Given instruction: Reproduce only the lines from the line containing "Practice. Put a pin on the fine" to the end of the entries below, including both of those lines.
........
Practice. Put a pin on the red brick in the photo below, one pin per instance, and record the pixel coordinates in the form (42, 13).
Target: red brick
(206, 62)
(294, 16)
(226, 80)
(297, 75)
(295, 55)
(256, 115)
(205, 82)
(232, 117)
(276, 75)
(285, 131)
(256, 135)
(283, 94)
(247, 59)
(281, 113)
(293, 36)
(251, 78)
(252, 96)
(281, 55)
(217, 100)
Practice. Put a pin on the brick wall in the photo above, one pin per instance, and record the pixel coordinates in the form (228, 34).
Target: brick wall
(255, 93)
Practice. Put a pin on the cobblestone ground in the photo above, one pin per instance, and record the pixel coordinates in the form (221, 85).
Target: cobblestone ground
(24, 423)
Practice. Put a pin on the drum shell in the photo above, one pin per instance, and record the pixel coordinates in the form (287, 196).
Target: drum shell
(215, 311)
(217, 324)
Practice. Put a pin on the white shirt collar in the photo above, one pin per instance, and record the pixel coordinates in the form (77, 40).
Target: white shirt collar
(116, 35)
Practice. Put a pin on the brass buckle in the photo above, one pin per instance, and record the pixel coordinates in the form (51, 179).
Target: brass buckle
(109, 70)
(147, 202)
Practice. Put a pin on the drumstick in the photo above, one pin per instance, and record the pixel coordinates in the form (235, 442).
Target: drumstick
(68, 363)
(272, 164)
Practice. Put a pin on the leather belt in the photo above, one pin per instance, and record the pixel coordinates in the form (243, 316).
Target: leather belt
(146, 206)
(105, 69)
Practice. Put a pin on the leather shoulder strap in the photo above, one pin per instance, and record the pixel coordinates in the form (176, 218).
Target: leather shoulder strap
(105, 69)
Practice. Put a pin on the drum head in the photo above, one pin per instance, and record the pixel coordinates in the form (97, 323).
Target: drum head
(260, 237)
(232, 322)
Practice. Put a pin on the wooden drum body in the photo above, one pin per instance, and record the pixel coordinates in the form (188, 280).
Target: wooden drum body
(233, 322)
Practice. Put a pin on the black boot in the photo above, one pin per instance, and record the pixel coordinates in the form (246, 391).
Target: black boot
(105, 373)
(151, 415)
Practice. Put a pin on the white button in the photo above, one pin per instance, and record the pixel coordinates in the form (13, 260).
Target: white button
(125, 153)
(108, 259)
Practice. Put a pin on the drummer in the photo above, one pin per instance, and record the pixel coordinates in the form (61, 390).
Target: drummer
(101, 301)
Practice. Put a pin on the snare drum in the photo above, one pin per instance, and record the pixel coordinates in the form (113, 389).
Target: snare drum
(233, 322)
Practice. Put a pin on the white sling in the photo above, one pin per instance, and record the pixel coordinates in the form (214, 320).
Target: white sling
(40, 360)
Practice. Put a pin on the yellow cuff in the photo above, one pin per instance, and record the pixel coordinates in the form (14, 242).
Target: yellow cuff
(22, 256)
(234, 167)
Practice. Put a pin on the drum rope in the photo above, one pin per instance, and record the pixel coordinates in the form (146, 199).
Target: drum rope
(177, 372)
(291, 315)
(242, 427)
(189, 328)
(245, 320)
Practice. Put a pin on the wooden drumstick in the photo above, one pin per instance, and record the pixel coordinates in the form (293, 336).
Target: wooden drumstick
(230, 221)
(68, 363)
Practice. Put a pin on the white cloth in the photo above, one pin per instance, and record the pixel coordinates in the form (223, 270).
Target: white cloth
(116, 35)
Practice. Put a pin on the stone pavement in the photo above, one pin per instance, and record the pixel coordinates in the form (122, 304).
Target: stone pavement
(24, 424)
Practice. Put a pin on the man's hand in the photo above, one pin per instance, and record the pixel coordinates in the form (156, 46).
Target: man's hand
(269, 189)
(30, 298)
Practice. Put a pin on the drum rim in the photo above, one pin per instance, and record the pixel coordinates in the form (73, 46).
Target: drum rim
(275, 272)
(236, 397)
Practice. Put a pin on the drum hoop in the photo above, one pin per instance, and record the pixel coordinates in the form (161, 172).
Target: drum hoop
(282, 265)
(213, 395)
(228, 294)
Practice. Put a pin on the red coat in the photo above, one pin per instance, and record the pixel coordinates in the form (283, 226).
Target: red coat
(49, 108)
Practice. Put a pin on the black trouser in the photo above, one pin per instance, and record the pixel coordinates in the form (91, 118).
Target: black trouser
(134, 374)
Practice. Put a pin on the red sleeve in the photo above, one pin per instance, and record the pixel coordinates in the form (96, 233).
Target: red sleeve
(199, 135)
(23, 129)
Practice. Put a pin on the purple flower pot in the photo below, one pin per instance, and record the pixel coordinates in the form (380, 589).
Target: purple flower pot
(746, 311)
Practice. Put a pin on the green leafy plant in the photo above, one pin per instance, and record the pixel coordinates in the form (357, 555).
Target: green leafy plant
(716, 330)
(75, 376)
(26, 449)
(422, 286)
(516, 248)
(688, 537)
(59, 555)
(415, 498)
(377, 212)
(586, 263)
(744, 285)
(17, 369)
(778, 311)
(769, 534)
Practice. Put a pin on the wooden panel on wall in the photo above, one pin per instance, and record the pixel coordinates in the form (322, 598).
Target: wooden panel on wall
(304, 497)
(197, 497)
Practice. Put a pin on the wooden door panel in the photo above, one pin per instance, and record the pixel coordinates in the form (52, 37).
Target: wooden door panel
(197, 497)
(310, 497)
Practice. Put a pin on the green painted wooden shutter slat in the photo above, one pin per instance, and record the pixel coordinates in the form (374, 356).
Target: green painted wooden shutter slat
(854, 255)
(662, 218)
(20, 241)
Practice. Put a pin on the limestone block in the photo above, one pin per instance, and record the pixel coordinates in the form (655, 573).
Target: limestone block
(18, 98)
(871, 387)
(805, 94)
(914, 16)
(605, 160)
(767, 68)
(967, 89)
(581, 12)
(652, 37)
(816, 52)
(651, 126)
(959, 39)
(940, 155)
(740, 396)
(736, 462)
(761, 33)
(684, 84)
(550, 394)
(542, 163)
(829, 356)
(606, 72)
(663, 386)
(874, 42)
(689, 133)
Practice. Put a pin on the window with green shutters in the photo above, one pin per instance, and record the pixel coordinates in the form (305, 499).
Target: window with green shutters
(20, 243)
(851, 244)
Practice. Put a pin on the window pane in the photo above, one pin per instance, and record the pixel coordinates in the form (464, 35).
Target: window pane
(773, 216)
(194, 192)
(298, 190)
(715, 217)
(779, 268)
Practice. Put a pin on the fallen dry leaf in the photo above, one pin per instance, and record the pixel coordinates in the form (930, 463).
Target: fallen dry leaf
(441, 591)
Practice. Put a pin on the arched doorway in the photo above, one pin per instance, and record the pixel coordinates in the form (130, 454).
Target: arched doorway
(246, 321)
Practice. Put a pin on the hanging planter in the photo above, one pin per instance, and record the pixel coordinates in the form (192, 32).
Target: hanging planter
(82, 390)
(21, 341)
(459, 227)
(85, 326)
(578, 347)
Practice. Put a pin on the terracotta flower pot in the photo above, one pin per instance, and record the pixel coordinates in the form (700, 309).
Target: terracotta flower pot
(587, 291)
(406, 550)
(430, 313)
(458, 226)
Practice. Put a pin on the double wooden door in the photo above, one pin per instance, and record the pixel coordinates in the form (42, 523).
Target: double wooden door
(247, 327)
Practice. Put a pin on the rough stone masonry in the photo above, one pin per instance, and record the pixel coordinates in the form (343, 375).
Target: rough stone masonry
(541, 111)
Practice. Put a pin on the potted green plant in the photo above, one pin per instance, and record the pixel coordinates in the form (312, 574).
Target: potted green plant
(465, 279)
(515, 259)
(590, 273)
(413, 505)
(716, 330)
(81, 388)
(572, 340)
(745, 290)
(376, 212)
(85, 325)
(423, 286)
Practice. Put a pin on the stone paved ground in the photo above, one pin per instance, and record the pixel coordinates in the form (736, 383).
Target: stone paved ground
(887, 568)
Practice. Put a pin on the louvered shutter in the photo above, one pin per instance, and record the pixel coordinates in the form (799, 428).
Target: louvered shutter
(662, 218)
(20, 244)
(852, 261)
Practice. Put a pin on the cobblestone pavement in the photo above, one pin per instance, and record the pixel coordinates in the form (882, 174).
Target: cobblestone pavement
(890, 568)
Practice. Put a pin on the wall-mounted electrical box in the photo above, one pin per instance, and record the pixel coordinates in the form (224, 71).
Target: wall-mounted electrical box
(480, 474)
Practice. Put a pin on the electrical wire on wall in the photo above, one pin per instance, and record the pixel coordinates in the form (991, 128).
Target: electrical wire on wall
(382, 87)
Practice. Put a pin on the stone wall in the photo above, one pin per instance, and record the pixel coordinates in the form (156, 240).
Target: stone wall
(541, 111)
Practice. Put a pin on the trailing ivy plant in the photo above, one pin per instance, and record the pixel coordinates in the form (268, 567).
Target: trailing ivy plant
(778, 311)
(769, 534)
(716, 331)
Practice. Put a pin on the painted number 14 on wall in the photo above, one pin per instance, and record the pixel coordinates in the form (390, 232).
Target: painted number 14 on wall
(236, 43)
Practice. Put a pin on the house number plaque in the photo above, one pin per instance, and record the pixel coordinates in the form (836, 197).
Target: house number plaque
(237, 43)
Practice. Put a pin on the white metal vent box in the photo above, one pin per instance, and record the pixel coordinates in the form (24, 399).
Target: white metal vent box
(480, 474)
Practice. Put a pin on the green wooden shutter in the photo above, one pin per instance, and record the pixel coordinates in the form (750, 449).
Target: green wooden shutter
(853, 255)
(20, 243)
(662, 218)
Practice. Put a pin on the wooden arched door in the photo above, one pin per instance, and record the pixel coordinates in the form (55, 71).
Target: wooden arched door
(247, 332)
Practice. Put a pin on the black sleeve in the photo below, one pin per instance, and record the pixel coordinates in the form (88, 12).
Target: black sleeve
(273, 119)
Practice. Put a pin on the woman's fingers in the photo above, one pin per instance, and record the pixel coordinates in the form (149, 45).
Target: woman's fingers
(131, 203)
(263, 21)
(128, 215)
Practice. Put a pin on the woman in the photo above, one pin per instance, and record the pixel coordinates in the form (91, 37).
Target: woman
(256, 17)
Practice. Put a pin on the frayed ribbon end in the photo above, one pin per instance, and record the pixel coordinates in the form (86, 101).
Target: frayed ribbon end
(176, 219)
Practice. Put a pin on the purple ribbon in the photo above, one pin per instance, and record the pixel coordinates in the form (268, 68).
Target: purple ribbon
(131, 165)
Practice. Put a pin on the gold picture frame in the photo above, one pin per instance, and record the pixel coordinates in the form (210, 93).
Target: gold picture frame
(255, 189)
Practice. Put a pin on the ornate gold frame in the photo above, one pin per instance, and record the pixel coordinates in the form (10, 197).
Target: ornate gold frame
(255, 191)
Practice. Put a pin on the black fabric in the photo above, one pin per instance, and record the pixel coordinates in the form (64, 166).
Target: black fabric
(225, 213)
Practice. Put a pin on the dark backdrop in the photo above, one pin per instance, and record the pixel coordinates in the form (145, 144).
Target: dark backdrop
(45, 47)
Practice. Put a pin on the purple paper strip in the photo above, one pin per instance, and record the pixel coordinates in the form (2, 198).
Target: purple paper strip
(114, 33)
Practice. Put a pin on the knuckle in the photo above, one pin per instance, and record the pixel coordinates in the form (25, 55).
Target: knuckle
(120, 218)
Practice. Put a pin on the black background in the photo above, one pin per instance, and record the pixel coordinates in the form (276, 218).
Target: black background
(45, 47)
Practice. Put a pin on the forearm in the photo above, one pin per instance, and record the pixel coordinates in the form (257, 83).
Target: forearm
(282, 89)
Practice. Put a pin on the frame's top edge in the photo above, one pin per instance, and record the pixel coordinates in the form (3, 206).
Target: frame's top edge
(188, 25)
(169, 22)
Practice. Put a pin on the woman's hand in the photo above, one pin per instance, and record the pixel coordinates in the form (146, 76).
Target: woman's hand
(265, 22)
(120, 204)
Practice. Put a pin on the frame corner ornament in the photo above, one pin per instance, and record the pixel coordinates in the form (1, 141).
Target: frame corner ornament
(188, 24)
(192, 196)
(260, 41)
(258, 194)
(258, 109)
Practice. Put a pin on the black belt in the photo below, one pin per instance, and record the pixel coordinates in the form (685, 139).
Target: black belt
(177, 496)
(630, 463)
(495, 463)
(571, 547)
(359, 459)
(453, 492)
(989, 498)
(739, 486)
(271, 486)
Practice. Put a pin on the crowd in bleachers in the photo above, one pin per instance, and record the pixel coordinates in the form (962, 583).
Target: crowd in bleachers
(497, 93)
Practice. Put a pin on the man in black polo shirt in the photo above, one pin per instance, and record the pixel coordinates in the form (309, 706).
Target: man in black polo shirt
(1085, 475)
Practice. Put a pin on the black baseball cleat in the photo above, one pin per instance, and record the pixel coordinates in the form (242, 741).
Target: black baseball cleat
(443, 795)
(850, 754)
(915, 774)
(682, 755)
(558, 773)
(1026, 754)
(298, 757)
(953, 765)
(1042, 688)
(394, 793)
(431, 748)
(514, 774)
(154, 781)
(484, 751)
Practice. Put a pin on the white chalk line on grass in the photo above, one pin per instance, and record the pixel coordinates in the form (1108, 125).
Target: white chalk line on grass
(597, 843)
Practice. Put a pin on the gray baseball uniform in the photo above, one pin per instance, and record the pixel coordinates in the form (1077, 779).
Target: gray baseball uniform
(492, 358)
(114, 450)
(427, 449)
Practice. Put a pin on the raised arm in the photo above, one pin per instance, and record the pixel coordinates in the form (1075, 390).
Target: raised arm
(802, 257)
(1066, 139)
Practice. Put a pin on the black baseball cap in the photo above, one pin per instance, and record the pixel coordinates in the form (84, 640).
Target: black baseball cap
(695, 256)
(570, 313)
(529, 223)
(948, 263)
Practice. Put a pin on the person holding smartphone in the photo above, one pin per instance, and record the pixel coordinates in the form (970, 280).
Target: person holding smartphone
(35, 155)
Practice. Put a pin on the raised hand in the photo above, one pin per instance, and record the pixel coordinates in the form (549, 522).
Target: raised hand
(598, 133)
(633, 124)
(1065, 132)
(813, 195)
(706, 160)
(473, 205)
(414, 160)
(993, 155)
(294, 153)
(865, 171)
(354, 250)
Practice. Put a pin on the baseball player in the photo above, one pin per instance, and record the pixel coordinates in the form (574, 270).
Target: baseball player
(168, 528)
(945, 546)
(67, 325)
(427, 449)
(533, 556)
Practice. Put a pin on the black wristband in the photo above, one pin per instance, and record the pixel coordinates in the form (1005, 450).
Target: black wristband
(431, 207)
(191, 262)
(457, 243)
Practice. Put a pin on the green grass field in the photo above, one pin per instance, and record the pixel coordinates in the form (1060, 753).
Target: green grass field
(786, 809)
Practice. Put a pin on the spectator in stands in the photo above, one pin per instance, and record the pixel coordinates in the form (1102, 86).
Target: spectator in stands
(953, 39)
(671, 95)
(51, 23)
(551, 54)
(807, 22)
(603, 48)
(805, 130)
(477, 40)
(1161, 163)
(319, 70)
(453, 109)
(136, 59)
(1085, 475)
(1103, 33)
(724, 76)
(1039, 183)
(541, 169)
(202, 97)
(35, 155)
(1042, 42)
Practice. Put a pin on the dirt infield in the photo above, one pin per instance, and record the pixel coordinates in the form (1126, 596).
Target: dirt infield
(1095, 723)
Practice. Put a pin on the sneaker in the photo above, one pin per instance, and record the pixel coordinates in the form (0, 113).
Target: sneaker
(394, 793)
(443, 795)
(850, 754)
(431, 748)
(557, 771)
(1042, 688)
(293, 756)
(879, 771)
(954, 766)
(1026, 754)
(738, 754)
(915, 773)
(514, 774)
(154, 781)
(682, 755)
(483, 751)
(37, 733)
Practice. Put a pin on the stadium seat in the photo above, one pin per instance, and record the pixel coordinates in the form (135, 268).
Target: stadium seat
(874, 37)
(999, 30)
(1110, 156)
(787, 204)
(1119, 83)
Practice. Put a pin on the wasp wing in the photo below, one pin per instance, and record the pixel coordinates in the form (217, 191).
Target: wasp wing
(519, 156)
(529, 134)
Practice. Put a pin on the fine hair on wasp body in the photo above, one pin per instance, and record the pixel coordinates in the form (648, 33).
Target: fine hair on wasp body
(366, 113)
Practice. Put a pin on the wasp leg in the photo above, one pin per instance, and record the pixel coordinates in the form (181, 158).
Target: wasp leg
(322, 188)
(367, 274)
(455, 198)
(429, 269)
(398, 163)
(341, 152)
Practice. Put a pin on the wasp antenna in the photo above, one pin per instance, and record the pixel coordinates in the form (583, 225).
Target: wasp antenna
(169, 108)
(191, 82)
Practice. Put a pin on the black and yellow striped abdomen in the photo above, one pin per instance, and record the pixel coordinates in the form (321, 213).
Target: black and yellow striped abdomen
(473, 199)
........
Right answer:
Practice. Put a pin on the fine hair on wasp body in the photo above, one pin per instance, and record the pixel coordinates in the form (648, 33).
Target: fine hair on wasp body
(366, 113)
Practice. Put a pin on the wasp leg in the photo above, one pin per instance, and record the pixel coordinates in the form (181, 158).
Target: wasp leg
(322, 188)
(367, 274)
(455, 198)
(429, 269)
(398, 163)
(341, 152)
Practice. Put a pin on the wasp antenna in the photo above, one pin per instance, and record the pixel coordinates in the form (583, 225).
Target: wasp antenna
(169, 108)
(191, 82)
Practice. Put a pin on the black and yellow striped abdomen in the photo above, one pin per instance, and record the pixel coordinates in the form (321, 213).
Target: black and yellow striped abdomen
(473, 199)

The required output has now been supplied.